Return only the line that contains "Target: white wall" and each line after it, through the last line of the data below, copied exactly.

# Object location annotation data
START

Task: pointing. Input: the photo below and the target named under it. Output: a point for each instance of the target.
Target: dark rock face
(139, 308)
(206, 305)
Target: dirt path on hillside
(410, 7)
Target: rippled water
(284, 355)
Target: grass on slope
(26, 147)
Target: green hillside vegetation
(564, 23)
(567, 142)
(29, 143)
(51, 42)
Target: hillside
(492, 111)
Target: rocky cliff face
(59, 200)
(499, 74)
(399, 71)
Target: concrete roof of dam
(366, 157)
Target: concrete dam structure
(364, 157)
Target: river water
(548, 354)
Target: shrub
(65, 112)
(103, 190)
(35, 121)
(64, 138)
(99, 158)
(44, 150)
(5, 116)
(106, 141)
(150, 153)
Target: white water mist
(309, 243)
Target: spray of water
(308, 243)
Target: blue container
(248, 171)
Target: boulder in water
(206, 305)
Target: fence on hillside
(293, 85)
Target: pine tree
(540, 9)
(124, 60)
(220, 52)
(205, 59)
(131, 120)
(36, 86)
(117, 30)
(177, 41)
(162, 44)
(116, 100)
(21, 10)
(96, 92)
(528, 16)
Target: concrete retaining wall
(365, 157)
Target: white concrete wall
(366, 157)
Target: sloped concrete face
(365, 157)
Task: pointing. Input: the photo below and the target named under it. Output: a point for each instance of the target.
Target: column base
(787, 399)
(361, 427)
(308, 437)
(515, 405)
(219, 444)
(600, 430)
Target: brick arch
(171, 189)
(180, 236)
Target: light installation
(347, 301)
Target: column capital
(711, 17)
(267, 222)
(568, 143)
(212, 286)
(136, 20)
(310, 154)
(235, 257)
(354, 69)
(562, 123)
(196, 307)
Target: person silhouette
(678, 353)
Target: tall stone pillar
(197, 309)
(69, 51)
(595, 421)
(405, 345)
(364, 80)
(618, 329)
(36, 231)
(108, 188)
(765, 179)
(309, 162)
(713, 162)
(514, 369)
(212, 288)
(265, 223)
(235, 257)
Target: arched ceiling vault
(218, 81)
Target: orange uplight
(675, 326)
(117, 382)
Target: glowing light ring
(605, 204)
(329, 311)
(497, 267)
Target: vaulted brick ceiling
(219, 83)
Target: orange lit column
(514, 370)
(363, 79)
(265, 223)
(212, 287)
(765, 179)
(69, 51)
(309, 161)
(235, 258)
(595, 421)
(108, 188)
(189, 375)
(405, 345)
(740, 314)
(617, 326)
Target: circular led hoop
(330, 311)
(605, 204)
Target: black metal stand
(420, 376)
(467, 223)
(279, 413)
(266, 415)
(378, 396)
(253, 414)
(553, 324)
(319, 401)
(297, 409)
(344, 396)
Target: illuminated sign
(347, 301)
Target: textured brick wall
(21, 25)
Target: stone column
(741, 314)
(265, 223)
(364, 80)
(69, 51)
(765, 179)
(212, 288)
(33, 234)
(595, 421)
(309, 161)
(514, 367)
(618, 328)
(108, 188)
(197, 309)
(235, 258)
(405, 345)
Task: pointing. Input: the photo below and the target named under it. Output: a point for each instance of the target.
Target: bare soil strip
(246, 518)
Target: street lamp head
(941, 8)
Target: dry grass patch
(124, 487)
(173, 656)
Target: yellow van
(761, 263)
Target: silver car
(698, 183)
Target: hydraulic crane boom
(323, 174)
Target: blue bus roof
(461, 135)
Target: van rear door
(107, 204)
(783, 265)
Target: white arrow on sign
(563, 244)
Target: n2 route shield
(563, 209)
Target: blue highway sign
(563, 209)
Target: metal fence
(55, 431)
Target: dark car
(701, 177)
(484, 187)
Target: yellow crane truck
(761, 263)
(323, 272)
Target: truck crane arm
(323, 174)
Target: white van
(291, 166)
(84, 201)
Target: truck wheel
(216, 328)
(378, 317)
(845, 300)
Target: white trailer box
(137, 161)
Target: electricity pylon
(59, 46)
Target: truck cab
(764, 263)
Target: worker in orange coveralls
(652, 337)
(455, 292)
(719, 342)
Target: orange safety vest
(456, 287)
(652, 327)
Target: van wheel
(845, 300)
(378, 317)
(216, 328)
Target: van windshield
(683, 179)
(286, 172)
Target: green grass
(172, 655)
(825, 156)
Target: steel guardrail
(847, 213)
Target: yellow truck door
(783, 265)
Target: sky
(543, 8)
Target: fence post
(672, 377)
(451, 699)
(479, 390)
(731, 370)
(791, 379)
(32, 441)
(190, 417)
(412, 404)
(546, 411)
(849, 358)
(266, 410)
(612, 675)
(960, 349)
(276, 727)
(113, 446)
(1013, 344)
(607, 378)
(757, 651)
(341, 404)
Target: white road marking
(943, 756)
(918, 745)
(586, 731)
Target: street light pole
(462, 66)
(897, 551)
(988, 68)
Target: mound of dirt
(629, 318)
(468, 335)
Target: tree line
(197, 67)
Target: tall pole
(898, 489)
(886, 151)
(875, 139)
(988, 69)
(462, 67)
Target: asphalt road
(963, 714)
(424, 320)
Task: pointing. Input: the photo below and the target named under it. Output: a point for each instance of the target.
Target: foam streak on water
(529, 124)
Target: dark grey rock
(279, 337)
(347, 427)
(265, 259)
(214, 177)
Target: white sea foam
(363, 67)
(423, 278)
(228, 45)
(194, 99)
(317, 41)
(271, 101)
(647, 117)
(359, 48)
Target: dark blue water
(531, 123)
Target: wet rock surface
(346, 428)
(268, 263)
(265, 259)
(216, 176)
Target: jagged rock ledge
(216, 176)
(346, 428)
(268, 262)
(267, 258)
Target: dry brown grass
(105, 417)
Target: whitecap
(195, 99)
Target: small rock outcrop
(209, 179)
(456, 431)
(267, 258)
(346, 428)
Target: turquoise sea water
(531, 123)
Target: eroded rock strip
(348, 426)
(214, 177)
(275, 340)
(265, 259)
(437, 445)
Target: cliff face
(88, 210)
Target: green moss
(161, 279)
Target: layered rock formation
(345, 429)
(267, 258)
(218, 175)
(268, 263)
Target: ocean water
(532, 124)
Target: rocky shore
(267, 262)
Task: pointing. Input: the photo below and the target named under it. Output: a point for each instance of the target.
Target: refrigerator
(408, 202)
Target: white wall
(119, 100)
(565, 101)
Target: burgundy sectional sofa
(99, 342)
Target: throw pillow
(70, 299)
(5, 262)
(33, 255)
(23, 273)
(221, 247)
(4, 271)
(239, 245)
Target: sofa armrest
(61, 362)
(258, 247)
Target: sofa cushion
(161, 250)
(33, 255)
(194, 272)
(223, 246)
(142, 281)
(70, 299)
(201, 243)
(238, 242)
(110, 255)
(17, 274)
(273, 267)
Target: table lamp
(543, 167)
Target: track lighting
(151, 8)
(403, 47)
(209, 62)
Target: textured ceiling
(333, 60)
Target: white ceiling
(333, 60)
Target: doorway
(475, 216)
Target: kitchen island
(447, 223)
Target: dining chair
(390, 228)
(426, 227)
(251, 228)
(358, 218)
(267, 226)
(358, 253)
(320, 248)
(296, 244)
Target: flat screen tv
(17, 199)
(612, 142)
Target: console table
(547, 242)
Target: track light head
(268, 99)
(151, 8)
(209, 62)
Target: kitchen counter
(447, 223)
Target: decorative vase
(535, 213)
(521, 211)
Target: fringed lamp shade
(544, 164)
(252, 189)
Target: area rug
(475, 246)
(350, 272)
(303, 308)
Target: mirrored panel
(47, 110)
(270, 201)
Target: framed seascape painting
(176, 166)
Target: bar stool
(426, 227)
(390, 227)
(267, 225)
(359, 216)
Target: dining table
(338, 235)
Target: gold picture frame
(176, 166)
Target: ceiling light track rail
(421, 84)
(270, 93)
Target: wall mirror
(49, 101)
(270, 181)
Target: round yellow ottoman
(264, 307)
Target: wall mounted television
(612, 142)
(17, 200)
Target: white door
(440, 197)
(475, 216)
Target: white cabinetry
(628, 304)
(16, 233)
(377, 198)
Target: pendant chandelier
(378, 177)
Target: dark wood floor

END

# CORRECT OUTPUT
Target: white wall
(119, 100)
(565, 101)
Target: burgundy sectional sofa
(99, 342)
Target: throw pillow
(70, 299)
(5, 262)
(33, 255)
(23, 273)
(221, 247)
(4, 271)
(239, 245)
Target: sofa armrest
(61, 362)
(258, 247)
Target: sofa cushion
(161, 250)
(33, 255)
(194, 272)
(223, 246)
(142, 281)
(70, 299)
(201, 243)
(238, 242)
(110, 255)
(17, 274)
(273, 267)
Target: table lamp
(543, 167)
Target: track lighting
(151, 8)
(403, 47)
(209, 62)
Target: textured ceiling
(333, 60)
Target: white ceiling
(333, 60)
Target: doorway
(475, 216)
Target: kitchen island
(447, 223)
Target: dining chair
(390, 228)
(426, 227)
(251, 228)
(358, 218)
(267, 226)
(358, 253)
(320, 248)
(296, 244)
Target: flat screen tv
(17, 199)
(612, 142)
Target: console table
(547, 242)
Target: track light head
(268, 99)
(151, 8)
(209, 62)
Target: kitchen counter
(447, 223)
Target: decorative vase
(535, 213)
(521, 211)
Target: fringed lamp shade
(544, 164)
(252, 189)
Target: area rug
(475, 246)
(350, 272)
(303, 308)
Target: mirrored panel
(47, 110)
(270, 201)
Target: framed seascape painting
(176, 166)
Target: bar stool
(426, 227)
(390, 227)
(267, 225)
(359, 216)
Target: dining table
(338, 235)
Target: gold picture frame
(176, 166)
Target: ceiling light track rail
(421, 84)
(270, 93)
Target: wall mirror
(49, 101)
(270, 181)
Target: round yellow ottoman
(264, 307)
Target: wall mounted television
(612, 142)
(17, 200)
Target: white door
(440, 197)
(475, 216)
Target: white cabinetry
(628, 304)
(16, 233)
(377, 198)
Target: pendant chandelier
(378, 177)
Target: dark wood floor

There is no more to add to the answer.